Urgent Care Centers Help Supplement ERs And Primary Care Doctors In The Healthcare System

1 Jul

The healthcare industry has responded positively to the changing needs and requirements of fast paced Americans.  Urgent care centers, while having been around for several years, have recently increased in popularity and emerged as the perfect solution for our current lifestyles.  These walk in clinics operate beyond normal business hours and work to efficiently deal with almost all types of injuries and illnesses with the exception being life threatening medical issues.  They provide what is known as ambulatory care in an environment outside of a normal medical center, such as a hospital emergency room or primary care office.  Yet in spite of the potential for overlap given their common treatment of acute ailments, injuries and diseases, urgent care centers supplement emergency rooms and primary care offices in the healthcare system, rather than replace them.

 

In the absence of urgent care centers, emergency rooms would be significantly over crowded and their very purpose of treating and saving lives would become impossible.  The Urgent Care Association of America, which is a trade association in the United States for providers of urgent care, rightly distinguishes urgent care as care used to treat injury or illness on a walk-in basis, but not serious enough to warrant emergency room visit.  In that sense, the emergence of urgent care centers in the American healthcare system has been a natural and logical progression as they play an important role in fulfilling the gap between emergency rooms and a primary health care unit. By filling this niche, they relieve much of the burden on more traditional sources of ambulatory care.  Emergency rooms are equipped with highly specialized and highly trained staff and modern medical technology in order to treat medical emergencies. Yet, as they are often used as a method to receive treatment for less serious issues, resources that should be used for life-threatening situations are not being used efficiently.

 

As for primary care doctors, while they also specialize in the sort of non-life-threatening issues as urgent care centers, they typically have a roster of patients that is quite full, leading to long lead times in order to get an appointment for care.  In addition, these offices offer limited hours that don’t extend much beyond normal business hours.  This can make it even more difficult for a patient to find the time necessary to receive the care they need.  While conditions that require long term care and follow-up should be handled by a primary care physician who can track a patient’s progress, urgent care centers offer an alternative for those times where patients have a shorter term issue that they’d like addressed quickly.  This is especially true when a patient is traveling or wants to seek care in the evening or on a weekend.  After their visit, an urgent care center can even coordinate with their regular doctor to ensure that the appropriate records are transferred and follow-ups take place as necessary.

 

If we consider all of the important health services like hospital emergency rooms, primary health care units and urgent care centers, and their medical specialties, it becomes truly apparent that they are working in tandem to provide patients with a seamless healthcare experience.  In today’s healthcare environment, no single service in isolation can provide a comprehensive solution for all patients.  Therefore, each of these services has evolved to fulfill a unique niche in the hierarchy of the healthcare system.  With that prospective, urgent care centers should not be seen as competitors of emergency rooms or primary care doctors, but rather as a complementary and supplementary piece that strengthens the whole healthcare system.

Try it
Copy out the passage of the urgent care text between "The healthcare industry" and "than replace them.", inclusive.

Dataset extract
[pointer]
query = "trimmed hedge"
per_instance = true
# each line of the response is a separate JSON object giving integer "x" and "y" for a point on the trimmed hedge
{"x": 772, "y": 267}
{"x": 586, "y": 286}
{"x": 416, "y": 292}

Output for this task
The healthcare industry has responded positively to the changing needs and requirements of fast paced Americans.  Urgent care centers, while having been around for several years, have recently increased in popularity and emerged as the perfect solution for our current lifestyles.  These walk in clinics operate beyond normal business hours and work to efficiently deal with almost all types of injuries and illnesses with the exception being life threatening medical issues.  They provide what is known as ambulatory care in an environment outside of a normal medical center, such as a hospital emergency room or primary care office.  Yet in spite of the potential for overlap given their common treatment of acute ailments, injuries and diseases, urgent care centers supplement emergency rooms and primary care offices in the healthcare system, rather than replace them.